_Quoted passage:_
Our study included a relatively large sample size of middle‐aged and older individuals, which may better reflect the relationship in this age group. Our findings are consistent with previous studies that have suggested the importance of HGS as a predictor of falls and fractures in middle age and older adults. The results showed a significant inverse association between HGS and hip fracture risk, suggesting that high HGS may be a protective factor against hip fracture in middle‐aged and older individuals.

Relationship between HGS and Falls

The results also suggest that the inverse dose–response relationship between HGS and falls, aligning with previous studies. 22 , 23 , 24 , 25 Falls are a common cause of injury among older individuals, and improving HGS may be an effective strategy to reduce fall risk. 9 , 22 Interestingly, the association between HGS and falls was stronger in men than in women, indicating that sex‐specific differences may exist in this relationship.

_Information provided:_
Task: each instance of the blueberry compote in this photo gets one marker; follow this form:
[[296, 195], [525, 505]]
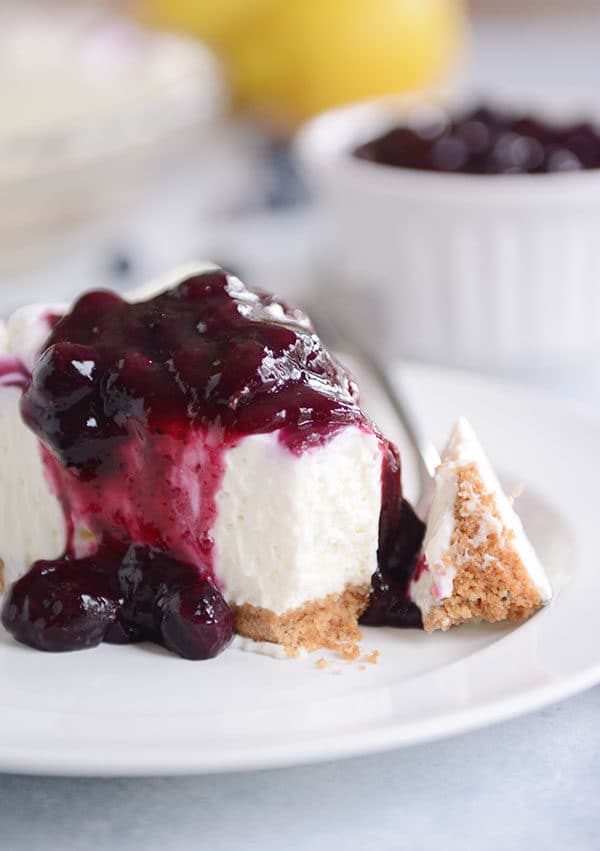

_Exercise aim:_
Continue the passage on handgrip strength, falls and fractures, starting right after its final sentence.

_Written response:_
Mechanisms Supporting and Implications of HGS Assessment

The observed dose–response relationship between HGS and reduced hip fracture risk underscores its potential protective effect. HGS serves as a marker of overall muscle strength crucial for maintaining balance and preventing falls. 25 , 26 Stronger muscles can absorb more force during a fall, reducing the risk of injury. Additionally, HGS may signify overall health status, as diminished physical function often correlates with heightened risk of falls and fractures. 27 , 28 , 29 Low HGS has been suggested as an indicator of sarcopenia, potentially exacerbating fall and fracture risks. 30 Increased HGS may thus reflect enhanced overall physical function and mobility, mitigating fall and hip fracture risks.

Our findings advocate for assessing HGS to identify individuals at risk of hip fractures and falls. Regular monitoring could facilitate early intervention targeting muscle strength and fall risk reduction. Furthermore, our study could inform the development of future interventions aimed at reducing hip fracture risk and fall incidence, addressing modifiable risk factors such as impaired balance, gait abnormalities, and environmental hazards. Enhancing HGS may contribute to fall prevention by improving muscle strength, coordination, and postural control.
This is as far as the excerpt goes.